→ **Texto de la página**:
-------
Saltamos el pueblo de Tomar, en donde Saramago había visitado la iglesia de San Juan Bautista y la sinagoga, sin duda, otros atractivos para un regreso.

El día había avanzado y no habíamos comido nada desde el desayuno, así que repusimos fuerzas en la cafetería situada fuera de las murallas. Tomamos unos petiscos y una cerveza. Lo suficiente para que nos hiciera sudar abundantemente bajo el sol inclemente.

La Orden de Cristo estaba sometida a la regla de San Benito y a las Constituciones de Calatrava, otra de las órdenes militares surgidas de la disolución del Temple. La doble función, rezar y guerrear, se manifestaba en las poderosas murallas del castillo, fundado en 1162 por el Gran Maestre del Temple en Portugal Gualdim Pais. No era accesible al público y abarcaba un perímetro enorme. A contraluz daba aún más respeto y nos preguntamos si alguna vez había sido asediado.
-------
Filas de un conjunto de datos
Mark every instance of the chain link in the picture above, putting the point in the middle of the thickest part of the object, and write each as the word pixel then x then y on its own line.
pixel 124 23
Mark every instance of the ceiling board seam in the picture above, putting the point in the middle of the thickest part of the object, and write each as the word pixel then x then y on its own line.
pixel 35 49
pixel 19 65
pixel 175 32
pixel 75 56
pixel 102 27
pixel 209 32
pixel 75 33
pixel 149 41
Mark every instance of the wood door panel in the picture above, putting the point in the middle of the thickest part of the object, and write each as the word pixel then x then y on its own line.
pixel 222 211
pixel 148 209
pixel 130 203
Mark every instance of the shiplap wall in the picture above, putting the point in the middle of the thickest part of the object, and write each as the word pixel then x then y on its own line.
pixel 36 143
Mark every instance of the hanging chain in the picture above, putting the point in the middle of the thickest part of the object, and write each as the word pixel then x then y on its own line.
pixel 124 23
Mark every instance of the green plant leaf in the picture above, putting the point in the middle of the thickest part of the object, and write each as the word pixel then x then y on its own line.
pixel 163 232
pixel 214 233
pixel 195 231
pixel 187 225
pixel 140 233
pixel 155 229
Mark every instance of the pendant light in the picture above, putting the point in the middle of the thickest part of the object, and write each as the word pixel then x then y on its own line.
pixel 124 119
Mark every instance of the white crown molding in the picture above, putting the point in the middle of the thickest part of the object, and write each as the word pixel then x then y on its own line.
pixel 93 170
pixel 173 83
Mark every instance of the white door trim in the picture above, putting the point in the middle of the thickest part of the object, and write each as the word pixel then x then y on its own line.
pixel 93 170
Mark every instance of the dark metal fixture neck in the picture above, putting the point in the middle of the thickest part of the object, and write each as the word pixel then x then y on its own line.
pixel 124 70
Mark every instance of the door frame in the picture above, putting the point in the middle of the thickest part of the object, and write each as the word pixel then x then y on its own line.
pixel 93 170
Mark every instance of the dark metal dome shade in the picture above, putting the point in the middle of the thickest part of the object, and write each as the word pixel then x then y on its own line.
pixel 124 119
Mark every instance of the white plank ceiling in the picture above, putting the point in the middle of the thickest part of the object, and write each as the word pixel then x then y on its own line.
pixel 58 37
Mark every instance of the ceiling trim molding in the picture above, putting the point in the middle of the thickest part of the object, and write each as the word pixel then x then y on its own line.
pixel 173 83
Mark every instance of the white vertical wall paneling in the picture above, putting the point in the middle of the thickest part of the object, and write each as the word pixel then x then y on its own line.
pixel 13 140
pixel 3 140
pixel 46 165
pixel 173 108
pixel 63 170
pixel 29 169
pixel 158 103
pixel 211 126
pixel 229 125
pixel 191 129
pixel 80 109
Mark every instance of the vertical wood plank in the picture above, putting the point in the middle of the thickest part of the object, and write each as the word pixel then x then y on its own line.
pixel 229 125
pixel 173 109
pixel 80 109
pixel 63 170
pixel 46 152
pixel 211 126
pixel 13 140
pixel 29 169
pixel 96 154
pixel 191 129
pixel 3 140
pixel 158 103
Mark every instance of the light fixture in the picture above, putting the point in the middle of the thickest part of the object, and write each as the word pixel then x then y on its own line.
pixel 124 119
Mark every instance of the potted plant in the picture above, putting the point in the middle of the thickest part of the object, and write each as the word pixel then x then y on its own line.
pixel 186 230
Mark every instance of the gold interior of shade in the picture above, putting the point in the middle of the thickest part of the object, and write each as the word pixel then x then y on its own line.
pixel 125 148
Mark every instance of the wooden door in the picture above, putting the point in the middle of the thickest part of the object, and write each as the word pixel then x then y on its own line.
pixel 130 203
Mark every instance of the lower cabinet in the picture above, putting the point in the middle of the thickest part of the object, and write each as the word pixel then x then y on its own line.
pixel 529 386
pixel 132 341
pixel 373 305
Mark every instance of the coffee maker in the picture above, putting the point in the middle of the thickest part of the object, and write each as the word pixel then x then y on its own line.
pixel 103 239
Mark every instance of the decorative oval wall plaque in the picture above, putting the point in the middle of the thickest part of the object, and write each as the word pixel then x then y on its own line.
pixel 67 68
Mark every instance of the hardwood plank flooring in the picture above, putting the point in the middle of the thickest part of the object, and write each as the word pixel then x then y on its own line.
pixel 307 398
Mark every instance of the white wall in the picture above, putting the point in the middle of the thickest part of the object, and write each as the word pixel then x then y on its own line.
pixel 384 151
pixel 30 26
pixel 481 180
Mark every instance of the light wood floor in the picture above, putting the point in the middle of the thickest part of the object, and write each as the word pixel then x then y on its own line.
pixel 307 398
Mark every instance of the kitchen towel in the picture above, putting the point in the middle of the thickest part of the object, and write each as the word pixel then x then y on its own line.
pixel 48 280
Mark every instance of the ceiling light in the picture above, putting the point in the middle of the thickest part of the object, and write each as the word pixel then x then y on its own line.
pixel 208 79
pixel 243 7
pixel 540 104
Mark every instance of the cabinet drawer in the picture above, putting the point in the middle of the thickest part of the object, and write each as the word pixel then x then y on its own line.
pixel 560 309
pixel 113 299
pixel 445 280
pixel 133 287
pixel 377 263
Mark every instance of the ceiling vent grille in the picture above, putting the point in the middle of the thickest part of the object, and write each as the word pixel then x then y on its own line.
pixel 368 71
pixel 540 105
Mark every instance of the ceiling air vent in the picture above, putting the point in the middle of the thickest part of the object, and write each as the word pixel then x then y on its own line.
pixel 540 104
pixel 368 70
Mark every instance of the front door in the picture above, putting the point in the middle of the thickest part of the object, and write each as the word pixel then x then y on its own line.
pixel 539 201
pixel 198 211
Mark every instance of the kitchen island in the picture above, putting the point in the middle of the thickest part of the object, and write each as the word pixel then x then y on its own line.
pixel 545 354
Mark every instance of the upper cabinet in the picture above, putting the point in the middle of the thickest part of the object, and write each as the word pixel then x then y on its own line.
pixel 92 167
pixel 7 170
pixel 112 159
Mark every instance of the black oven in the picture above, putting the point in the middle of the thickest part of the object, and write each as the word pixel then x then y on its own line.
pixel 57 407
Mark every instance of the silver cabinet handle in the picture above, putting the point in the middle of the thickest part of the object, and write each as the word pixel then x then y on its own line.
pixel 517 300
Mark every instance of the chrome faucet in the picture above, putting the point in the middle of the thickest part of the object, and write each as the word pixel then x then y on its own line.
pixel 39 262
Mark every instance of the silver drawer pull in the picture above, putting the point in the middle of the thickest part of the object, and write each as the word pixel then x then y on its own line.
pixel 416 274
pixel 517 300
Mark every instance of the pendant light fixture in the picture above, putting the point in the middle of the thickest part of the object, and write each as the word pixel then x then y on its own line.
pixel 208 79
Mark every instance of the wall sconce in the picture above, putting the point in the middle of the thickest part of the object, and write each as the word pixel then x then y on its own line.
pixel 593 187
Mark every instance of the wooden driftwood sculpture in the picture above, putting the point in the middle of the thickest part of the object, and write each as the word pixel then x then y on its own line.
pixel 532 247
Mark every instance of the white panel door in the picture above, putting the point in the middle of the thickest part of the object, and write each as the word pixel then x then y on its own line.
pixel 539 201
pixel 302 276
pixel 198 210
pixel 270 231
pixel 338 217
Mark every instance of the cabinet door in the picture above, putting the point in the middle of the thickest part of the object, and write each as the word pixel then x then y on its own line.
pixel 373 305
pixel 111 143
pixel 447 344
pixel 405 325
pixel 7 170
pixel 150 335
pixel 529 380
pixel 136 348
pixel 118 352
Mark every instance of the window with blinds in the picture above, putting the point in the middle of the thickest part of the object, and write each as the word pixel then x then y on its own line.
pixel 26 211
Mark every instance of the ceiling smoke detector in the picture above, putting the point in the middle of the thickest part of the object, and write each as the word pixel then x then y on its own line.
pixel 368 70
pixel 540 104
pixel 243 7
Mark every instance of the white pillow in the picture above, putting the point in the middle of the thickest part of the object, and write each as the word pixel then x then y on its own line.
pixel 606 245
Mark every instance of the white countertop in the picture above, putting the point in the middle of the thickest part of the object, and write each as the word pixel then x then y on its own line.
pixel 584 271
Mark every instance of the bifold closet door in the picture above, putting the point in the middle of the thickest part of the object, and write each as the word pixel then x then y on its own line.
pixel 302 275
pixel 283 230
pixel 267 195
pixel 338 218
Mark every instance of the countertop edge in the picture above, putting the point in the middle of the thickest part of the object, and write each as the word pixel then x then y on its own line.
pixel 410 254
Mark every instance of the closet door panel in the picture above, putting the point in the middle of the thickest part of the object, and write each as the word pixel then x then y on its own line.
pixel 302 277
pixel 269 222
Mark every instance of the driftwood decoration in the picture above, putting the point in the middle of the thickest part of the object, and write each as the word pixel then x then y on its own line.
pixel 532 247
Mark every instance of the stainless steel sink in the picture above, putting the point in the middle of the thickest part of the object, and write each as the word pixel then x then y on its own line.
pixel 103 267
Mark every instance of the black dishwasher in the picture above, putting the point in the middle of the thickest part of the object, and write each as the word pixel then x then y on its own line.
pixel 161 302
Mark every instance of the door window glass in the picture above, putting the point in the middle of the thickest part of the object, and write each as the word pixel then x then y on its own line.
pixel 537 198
-------
→ **Tareas del ejercicio**:
1/ Responda a las siguientes preguntas con base en el texto de la página:
(a) ¿Qué tomaron en la cafetería situada fuera de las murallas?
(b) ¿A qué regla, además de las Constituciones de Calatrava, estaba sometida la Orden de Cristo?
(c) ¿En qué año fue fundado el castillo?
2/ Reproduzca el fragmento del texto de la página que va desde "Saltamos el pueblo" hasta "para un regreso.", ambos incluidos.

→ **Resultados por tarea**:
1/
(a) Unos petiscos y una cerveza.
(b) A la regla de San Benito.
(c) En 1162.

2/
Saltamos el pueblo de Tomar, en donde Saramago había visitado la iglesia de San Juan Bautista y la sinagoga, sin duda, otros atractivos para un regreso.